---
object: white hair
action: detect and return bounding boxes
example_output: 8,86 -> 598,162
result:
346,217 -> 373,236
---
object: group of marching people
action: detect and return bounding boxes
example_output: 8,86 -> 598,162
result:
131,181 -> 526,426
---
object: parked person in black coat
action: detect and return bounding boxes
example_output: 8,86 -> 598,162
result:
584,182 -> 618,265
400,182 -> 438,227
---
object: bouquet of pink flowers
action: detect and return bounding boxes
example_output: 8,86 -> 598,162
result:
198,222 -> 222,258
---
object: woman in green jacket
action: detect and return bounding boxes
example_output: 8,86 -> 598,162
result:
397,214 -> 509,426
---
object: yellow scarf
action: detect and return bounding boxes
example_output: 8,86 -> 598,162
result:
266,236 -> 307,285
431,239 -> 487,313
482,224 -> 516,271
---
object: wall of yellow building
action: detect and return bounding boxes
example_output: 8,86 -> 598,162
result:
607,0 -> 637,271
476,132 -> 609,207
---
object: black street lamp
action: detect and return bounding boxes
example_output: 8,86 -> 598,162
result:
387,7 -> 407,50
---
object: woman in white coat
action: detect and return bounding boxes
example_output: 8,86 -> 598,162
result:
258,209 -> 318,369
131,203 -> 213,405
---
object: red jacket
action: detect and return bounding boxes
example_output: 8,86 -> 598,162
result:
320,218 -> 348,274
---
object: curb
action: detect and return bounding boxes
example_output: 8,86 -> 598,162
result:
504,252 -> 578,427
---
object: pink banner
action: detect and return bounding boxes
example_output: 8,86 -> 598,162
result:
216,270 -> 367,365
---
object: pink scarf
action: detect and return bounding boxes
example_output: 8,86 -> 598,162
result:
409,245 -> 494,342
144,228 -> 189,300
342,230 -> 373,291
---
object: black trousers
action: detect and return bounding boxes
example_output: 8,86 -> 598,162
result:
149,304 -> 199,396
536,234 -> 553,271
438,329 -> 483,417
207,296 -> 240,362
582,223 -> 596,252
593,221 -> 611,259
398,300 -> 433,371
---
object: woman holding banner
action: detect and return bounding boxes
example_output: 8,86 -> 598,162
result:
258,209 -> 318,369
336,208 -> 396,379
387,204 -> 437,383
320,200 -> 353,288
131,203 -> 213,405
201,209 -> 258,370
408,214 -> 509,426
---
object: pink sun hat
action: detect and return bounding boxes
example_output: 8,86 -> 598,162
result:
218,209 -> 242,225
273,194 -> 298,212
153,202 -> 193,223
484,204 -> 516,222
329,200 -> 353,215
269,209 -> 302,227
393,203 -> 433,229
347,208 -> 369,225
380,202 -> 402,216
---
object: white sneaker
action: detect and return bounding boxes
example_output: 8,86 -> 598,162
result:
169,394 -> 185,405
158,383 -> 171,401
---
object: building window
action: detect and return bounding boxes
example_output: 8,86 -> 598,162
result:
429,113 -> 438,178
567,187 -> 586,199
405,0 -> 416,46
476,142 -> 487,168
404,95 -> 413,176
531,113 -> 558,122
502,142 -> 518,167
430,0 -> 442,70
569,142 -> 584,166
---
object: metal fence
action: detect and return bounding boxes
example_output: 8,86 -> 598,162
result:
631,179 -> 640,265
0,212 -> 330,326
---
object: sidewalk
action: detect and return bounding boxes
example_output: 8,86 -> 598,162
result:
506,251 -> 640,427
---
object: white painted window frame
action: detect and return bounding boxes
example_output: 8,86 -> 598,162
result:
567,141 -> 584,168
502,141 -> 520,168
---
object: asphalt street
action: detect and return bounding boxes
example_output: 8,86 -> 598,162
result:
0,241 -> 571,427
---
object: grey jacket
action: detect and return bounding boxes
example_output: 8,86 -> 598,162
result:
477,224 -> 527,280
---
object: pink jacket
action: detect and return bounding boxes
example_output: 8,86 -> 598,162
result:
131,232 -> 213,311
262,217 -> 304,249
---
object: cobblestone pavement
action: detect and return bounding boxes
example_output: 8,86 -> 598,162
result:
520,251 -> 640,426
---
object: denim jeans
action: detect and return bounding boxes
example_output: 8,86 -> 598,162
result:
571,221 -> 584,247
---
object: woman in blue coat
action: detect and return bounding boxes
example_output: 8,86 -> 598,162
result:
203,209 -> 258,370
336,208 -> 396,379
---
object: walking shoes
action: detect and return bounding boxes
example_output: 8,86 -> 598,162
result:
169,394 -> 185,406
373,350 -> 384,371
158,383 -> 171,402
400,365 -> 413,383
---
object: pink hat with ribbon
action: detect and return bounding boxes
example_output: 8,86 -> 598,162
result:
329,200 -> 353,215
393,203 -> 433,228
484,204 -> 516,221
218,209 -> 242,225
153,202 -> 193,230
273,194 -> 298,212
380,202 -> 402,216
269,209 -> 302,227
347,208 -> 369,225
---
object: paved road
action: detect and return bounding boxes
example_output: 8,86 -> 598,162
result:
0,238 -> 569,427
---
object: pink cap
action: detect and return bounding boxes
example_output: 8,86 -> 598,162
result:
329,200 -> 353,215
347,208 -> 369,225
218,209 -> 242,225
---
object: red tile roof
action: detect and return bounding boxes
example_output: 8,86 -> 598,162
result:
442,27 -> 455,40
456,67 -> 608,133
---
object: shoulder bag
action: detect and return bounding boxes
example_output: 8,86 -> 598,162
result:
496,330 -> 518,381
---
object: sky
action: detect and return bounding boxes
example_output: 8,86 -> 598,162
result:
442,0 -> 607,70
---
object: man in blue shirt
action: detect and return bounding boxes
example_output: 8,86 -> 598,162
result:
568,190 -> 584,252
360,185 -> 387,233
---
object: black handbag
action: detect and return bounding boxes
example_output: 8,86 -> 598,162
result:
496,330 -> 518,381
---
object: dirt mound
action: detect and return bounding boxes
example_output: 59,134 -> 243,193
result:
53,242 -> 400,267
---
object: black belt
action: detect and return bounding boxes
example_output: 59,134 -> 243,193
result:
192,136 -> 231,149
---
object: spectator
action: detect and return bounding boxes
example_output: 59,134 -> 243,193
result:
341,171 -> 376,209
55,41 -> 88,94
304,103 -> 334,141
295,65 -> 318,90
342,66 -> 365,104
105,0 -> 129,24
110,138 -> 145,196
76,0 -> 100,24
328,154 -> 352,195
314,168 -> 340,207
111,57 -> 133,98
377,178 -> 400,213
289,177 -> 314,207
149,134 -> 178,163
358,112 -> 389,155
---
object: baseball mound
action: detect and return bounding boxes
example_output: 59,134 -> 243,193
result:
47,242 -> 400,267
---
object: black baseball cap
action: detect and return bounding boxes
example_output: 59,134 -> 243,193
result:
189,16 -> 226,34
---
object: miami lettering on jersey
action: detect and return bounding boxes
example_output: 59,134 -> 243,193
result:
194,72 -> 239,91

══════════

Return the rows above word for word, starting at their first line and ending at the line containing "131,181 -> 526,426", with both of those lines included.

### RESPONSE FOR THIS EXERCISE
---
object: white hair
action: detect and return bounding boxes
example_output: 8,86 -> 598,162
result:
346,217 -> 373,236
---
object: group of marching people
action: detect and return bounding boxes
example_output: 8,86 -> 598,162
result:
131,181 -> 526,426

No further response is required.